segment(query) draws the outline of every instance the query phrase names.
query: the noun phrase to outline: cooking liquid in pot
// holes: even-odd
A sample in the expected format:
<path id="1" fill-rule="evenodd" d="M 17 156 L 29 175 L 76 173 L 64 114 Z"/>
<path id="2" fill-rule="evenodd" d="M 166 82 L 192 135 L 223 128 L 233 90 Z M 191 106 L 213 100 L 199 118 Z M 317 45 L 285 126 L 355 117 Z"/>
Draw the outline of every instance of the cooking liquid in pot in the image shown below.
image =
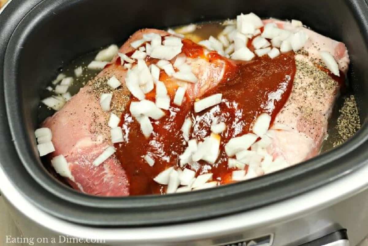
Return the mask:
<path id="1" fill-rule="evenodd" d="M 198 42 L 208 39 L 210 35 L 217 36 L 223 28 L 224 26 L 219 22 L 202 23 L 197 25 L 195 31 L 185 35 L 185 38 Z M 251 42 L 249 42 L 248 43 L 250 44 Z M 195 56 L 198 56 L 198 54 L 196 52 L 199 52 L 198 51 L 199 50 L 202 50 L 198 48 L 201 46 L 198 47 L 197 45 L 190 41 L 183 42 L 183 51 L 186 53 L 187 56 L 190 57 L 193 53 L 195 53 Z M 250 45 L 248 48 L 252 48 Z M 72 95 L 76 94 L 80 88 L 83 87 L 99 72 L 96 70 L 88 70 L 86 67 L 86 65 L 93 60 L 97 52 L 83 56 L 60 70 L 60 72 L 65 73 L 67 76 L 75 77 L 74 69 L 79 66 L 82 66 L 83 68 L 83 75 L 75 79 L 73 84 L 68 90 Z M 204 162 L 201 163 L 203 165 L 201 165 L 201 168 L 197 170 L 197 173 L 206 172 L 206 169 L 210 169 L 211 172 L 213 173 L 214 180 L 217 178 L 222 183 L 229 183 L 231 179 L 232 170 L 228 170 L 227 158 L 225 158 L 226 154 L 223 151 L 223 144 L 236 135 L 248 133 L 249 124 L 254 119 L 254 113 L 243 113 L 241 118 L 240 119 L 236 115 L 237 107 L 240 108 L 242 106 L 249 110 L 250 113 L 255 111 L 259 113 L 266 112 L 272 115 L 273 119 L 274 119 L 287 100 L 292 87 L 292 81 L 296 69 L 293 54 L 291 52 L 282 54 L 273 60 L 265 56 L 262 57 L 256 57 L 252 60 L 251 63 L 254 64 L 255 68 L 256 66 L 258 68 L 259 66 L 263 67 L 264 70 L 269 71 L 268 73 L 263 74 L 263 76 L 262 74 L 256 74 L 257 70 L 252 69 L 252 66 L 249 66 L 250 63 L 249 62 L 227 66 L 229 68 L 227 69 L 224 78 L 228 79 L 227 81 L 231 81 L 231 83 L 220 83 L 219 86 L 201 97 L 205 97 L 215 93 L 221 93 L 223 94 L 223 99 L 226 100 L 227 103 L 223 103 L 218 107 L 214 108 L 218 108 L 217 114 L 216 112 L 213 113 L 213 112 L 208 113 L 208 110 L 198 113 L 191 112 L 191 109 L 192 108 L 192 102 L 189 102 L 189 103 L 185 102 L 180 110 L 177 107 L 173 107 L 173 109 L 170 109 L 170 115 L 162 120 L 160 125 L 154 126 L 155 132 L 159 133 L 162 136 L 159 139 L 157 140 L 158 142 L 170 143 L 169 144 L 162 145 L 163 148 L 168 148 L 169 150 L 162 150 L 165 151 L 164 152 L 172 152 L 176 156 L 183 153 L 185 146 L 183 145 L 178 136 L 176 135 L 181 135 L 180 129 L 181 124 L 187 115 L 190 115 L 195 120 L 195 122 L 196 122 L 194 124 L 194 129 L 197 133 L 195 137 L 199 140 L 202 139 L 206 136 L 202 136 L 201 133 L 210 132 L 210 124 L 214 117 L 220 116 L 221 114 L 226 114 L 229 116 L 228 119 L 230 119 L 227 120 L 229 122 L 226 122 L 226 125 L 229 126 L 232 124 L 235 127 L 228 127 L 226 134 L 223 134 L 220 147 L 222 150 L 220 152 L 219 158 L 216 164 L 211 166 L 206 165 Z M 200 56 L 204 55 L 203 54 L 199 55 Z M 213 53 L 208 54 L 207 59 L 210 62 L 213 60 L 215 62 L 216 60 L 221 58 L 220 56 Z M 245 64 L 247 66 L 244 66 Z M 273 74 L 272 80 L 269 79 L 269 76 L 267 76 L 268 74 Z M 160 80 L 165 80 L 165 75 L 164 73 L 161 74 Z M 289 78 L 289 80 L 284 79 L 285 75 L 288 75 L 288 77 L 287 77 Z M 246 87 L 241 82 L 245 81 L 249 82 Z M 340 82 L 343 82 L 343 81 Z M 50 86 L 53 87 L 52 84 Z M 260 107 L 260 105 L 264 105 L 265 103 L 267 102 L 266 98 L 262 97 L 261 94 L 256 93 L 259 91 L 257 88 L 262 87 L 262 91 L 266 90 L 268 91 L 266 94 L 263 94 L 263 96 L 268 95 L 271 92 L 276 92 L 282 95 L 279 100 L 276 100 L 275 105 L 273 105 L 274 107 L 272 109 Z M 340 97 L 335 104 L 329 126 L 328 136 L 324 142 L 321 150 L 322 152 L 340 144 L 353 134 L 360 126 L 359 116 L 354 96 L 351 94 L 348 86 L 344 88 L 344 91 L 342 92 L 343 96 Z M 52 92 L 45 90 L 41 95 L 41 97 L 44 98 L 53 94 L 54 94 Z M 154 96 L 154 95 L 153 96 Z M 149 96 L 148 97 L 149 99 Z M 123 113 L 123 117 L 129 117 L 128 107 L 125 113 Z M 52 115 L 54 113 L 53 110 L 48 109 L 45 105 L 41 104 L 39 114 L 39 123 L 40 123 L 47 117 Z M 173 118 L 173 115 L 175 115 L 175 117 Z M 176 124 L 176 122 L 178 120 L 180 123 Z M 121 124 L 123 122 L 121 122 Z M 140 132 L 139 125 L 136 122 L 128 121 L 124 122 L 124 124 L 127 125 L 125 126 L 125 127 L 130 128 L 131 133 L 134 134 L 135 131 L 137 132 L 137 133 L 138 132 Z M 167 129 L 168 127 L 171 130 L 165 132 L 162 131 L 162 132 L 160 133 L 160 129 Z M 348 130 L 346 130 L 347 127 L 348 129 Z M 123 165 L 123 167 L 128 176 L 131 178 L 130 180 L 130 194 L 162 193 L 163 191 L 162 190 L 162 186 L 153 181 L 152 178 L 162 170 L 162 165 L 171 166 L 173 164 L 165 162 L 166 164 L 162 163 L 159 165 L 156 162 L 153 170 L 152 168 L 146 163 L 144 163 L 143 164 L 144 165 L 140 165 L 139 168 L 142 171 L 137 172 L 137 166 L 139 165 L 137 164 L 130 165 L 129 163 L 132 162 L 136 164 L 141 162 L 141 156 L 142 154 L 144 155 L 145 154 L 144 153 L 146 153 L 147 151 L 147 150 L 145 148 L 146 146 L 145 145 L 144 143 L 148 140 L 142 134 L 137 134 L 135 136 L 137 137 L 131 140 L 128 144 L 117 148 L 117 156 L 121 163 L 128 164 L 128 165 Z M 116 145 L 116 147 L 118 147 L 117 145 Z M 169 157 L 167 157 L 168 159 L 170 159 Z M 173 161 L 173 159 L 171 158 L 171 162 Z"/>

□ □ □ □ □ □ □

[WHAT IS BEING ASKED] Reproduce every line of the rows above verbatim, leaving out the pictures.

[RESULT OF THE EXERCISE]
segment(query) draws the outline of every instance the query phrase names.
query: the noun phrase to outline: cooking liquid in pot
// holes: even-odd
A sample in the expected format:
<path id="1" fill-rule="evenodd" d="M 17 156 L 29 175 L 76 173 L 64 114 Z"/>
<path id="2" fill-rule="evenodd" d="M 166 82 L 192 135 L 223 128 L 233 90 Z M 191 106 L 213 100 L 199 118 Z M 317 45 L 285 126 L 355 117 Z"/>
Draw the outline of every instance of the cooking liquid in pot in the image shown below.
image =
Return the mask:
<path id="1" fill-rule="evenodd" d="M 198 42 L 208 39 L 210 35 L 217 36 L 223 28 L 224 26 L 219 22 L 202 23 L 197 25 L 195 31 L 185 35 L 185 38 Z M 251 42 L 249 42 L 248 43 L 250 44 Z M 195 56 L 198 56 L 198 54 L 196 52 L 199 52 L 198 51 L 199 50 L 202 50 L 198 48 L 201 46 L 198 47 L 197 45 L 190 41 L 183 42 L 183 51 L 186 53 L 187 56 L 190 57 L 193 53 L 195 53 Z M 250 45 L 248 48 L 252 48 Z M 72 95 L 76 94 L 80 88 L 83 87 L 99 72 L 96 70 L 88 70 L 86 67 L 86 65 L 93 60 L 97 52 L 83 56 L 60 70 L 60 72 L 65 73 L 67 76 L 75 77 L 74 69 L 79 66 L 82 66 L 83 68 L 83 75 L 75 79 L 73 84 L 68 90 Z M 204 162 L 201 163 L 203 165 L 201 165 L 201 168 L 197 170 L 197 173 L 206 172 L 206 169 L 210 169 L 211 172 L 213 173 L 214 180 L 217 178 L 222 183 L 229 183 L 231 179 L 232 170 L 228 170 L 227 158 L 225 158 L 226 154 L 223 151 L 223 144 L 236 135 L 248 133 L 249 124 L 254 119 L 254 113 L 243 113 L 241 118 L 240 119 L 236 115 L 237 107 L 240 108 L 242 106 L 249 110 L 250 113 L 255 111 L 259 113 L 266 112 L 272 115 L 273 119 L 274 119 L 287 100 L 292 87 L 292 81 L 296 69 L 293 54 L 291 52 L 282 54 L 273 60 L 265 56 L 262 57 L 256 57 L 252 60 L 251 63 L 254 64 L 255 68 L 256 66 L 258 68 L 259 66 L 263 67 L 264 70 L 269 71 L 268 73 L 263 74 L 263 76 L 262 74 L 256 74 L 257 70 L 252 69 L 252 66 L 249 66 L 250 63 L 249 62 L 227 66 L 229 68 L 227 69 L 224 78 L 228 79 L 227 81 L 231 81 L 231 83 L 220 83 L 219 86 L 201 97 L 205 97 L 215 93 L 221 93 L 223 94 L 223 99 L 226 100 L 227 103 L 223 103 L 218 107 L 214 108 L 218 108 L 217 114 L 216 112 L 213 113 L 213 112 L 208 113 L 208 110 L 198 113 L 191 112 L 191 109 L 192 108 L 192 102 L 189 102 L 189 103 L 185 102 L 180 110 L 177 107 L 173 107 L 173 109 L 170 109 L 170 115 L 162 120 L 160 125 L 154 126 L 155 132 L 159 133 L 162 136 L 159 139 L 157 140 L 158 142 L 170 143 L 169 144 L 162 145 L 163 148 L 168 148 L 169 150 L 162 150 L 165 151 L 164 152 L 172 152 L 176 156 L 183 153 L 185 146 L 183 145 L 178 136 L 176 135 L 181 135 L 180 129 L 181 124 L 187 115 L 190 115 L 195 120 L 195 122 L 196 122 L 194 124 L 194 129 L 197 133 L 195 137 L 199 140 L 202 139 L 206 136 L 202 136 L 201 133 L 210 132 L 210 124 L 214 117 L 220 116 L 221 114 L 226 114 L 229 116 L 228 119 L 230 119 L 227 120 L 229 122 L 226 122 L 226 125 L 229 126 L 232 124 L 235 127 L 228 127 L 226 134 L 223 134 L 220 147 L 222 150 L 220 152 L 219 158 L 216 164 L 211 166 L 206 165 Z M 200 56 L 204 55 L 203 54 L 199 55 Z M 213 53 L 208 54 L 207 59 L 210 62 L 213 60 L 215 62 L 216 60 L 221 58 L 220 56 Z M 245 64 L 247 66 L 244 66 Z M 273 74 L 272 80 L 269 79 L 269 76 L 267 76 L 268 74 Z M 160 80 L 165 80 L 165 75 L 164 73 L 161 74 Z M 289 78 L 289 80 L 284 79 L 285 75 L 288 75 L 288 77 L 287 77 Z M 246 87 L 241 82 L 245 81 L 249 82 Z M 340 82 L 343 82 L 343 81 Z M 50 86 L 53 87 L 52 84 Z M 260 107 L 260 105 L 264 105 L 265 103 L 267 102 L 266 98 L 262 97 L 261 94 L 256 93 L 259 91 L 257 88 L 262 87 L 262 91 L 266 90 L 268 91 L 266 94 L 263 94 L 263 96 L 268 95 L 271 92 L 276 92 L 282 95 L 279 100 L 276 100 L 275 105 L 273 105 L 274 107 L 272 109 Z M 340 97 L 335 104 L 329 126 L 328 136 L 324 142 L 321 150 L 322 152 L 340 144 L 353 134 L 360 126 L 359 116 L 354 96 L 351 94 L 348 86 L 344 88 L 344 91 L 342 92 L 343 96 Z M 52 92 L 45 90 L 41 95 L 41 97 L 44 98 L 53 94 L 54 94 Z M 154 96 L 154 95 L 153 96 Z M 149 96 L 148 97 L 149 99 Z M 123 113 L 123 117 L 129 117 L 128 107 L 125 113 Z M 52 115 L 54 113 L 53 110 L 48 109 L 45 105 L 41 104 L 39 114 L 39 123 L 40 123 L 47 117 Z M 173 118 L 173 115 L 175 115 L 175 117 Z M 176 124 L 176 122 L 178 120 L 180 123 Z M 121 124 L 123 122 L 121 122 Z M 140 132 L 139 125 L 136 122 L 128 121 L 124 122 L 124 124 L 127 125 L 125 126 L 125 127 L 130 128 L 131 133 L 134 134 L 135 131 L 137 132 L 137 133 L 138 132 Z M 167 129 L 168 127 L 171 130 L 165 132 L 162 131 L 162 132 L 160 133 L 160 129 Z M 348 130 L 346 130 L 347 127 L 348 129 Z M 123 165 L 123 167 L 128 176 L 131 178 L 130 180 L 130 194 L 162 193 L 163 191 L 162 190 L 162 186 L 153 181 L 152 178 L 162 170 L 162 165 L 171 166 L 173 164 L 165 162 L 166 164 L 162 163 L 159 165 L 156 162 L 153 170 L 152 168 L 146 163 L 144 163 L 143 164 L 144 165 L 140 165 L 139 168 L 142 171 L 137 172 L 137 166 L 139 165 L 137 164 L 130 165 L 129 163 L 132 162 L 136 164 L 141 162 L 141 156 L 142 154 L 144 155 L 145 154 L 144 153 L 146 153 L 147 151 L 147 150 L 145 148 L 146 146 L 145 145 L 144 143 L 148 140 L 142 134 L 137 134 L 135 136 L 137 137 L 131 140 L 128 144 L 117 148 L 117 156 L 121 163 L 128 164 L 128 165 Z M 116 145 L 116 147 L 118 147 L 117 145 Z M 169 157 L 167 157 L 168 159 L 170 159 Z M 173 161 L 173 159 L 171 158 L 171 162 Z"/>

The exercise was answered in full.